(Voci di dati)
════════

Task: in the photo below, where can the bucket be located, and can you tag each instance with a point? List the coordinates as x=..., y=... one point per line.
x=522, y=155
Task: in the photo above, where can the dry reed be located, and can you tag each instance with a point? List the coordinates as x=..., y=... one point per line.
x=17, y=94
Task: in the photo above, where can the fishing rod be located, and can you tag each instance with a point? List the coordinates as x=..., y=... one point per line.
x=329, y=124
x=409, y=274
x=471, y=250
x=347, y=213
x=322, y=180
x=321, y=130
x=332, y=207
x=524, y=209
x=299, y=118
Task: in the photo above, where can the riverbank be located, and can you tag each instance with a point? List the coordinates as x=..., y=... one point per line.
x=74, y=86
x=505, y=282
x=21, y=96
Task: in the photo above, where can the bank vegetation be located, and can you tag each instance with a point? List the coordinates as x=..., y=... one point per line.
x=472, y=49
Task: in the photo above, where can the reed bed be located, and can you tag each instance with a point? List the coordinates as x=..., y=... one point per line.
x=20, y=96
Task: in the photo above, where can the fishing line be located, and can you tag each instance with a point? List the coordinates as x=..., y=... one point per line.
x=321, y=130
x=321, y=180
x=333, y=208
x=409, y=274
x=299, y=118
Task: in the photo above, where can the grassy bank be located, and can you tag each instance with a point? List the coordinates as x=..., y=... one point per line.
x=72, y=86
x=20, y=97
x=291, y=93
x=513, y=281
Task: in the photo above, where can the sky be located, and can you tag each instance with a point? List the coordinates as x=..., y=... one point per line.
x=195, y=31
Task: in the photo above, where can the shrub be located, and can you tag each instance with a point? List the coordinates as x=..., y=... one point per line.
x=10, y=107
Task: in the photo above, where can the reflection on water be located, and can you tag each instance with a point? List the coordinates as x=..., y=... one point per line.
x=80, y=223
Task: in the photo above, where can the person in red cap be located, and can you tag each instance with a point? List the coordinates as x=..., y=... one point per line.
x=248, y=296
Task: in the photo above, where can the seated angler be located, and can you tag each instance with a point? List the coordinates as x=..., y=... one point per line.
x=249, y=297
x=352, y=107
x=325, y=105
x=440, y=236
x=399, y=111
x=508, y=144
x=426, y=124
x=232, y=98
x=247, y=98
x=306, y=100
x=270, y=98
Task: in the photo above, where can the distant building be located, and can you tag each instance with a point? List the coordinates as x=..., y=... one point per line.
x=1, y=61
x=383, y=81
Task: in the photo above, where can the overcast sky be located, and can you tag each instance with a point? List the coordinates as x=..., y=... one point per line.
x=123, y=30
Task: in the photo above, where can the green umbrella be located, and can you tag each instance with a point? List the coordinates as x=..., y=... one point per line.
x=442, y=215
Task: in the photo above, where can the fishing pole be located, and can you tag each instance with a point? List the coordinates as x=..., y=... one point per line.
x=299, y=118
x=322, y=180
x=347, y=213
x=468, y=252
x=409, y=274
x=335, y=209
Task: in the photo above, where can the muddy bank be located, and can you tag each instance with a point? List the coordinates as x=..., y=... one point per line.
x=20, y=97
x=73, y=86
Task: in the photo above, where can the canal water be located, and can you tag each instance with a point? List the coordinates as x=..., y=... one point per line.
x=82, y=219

════════

Ricopia tutte le voci riportate sopra, riga per riga, senza cambiare nulla.

Task: in the photo below, where can the bucket be located, and can you tag each instance with a point? List the coordinates as x=..., y=... one point per line.
x=522, y=155
Task: in the photo above, where can the dry reed be located, and can you tag each instance with a point? List the coordinates as x=..., y=... one point per line.
x=17, y=94
Task: in the photo above, where can the fishing rod be located, and can you tag each instance with a point? List the coordinates as x=..., y=... one point per line.
x=329, y=124
x=409, y=274
x=471, y=250
x=347, y=213
x=322, y=180
x=321, y=130
x=332, y=207
x=524, y=209
x=299, y=118
Task: in the photo above, where can the riverbank be located, and can you tag each instance with a point? List the coordinates as x=..., y=... one point per line.
x=74, y=86
x=505, y=282
x=21, y=96
Task: in the photo above, where can the bank vegetation be located, and can you tag each instance with a point? List the coordinates as x=..., y=... one point per line.
x=472, y=49
Task: in the photo above, where can the reed bed be located, and can you tag each instance with a point? List the coordinates as x=..., y=... one point per line.
x=20, y=96
Task: in the photo above, where can the fishing line be located, and can you tag each instance with a point? List the coordinates as x=..., y=... one point per line.
x=321, y=130
x=321, y=180
x=333, y=208
x=409, y=274
x=299, y=118
Task: in the photo above, where can the grassy bank be located, and can you tag each instance with a point? List the coordinates as x=..., y=... one point per line.
x=72, y=86
x=20, y=97
x=291, y=93
x=513, y=281
Task: in the photo above, where can the sky be located, and can you tag each instance with a point? List the coordinates as x=..., y=... one point per line.
x=195, y=31
Task: in the photo above, where can the shrub be located, and can you tag each instance with a point? List the coordinates as x=..., y=... one point per line.
x=10, y=107
Task: in the photo above, where can the reflection on water be located, and can you tag each instance with a point? List the coordinates as x=..., y=... one point per line.
x=80, y=223
Task: in the photo above, where can the person in red cap be located, and can you tag each instance with a point? List the coordinates as x=..., y=... one point per line.
x=248, y=296
Task: in the photo above, where can the seated angler be located, and can you tag each instance with a point? List the coordinates as x=..., y=... one point per line.
x=249, y=297
x=352, y=107
x=325, y=105
x=440, y=236
x=399, y=111
x=508, y=144
x=426, y=124
x=232, y=98
x=247, y=98
x=306, y=100
x=270, y=98
Task: in the photo above, where can the distant building be located, and can you tag each instance with a point? List the coordinates as x=..., y=... one point per line.
x=1, y=61
x=383, y=81
Task: in the photo above, where can the overcast sky be located, and can you tag each instance with a point? List the coordinates as x=..., y=... one point per line.
x=123, y=30
Task: in the photo above, where can the green umbrella be located, and can you tag each instance with a point? List the coordinates as x=..., y=... one point per line.
x=442, y=215
Task: in the photo above, where can the fishing pole be located, and can you tag each instance with a point? List the coordinates as x=..., y=... one point per line.
x=299, y=118
x=322, y=180
x=347, y=213
x=468, y=252
x=409, y=274
x=335, y=209
Task: in the photo above, where can the muddy bank be located, and can you tag each instance with a point? List the coordinates as x=..., y=... one point per line.
x=20, y=97
x=73, y=86
Task: in the photo above, where can the canal water be located, and can you tag each instance with a point? List the coordinates as x=..., y=... one point per line.
x=82, y=219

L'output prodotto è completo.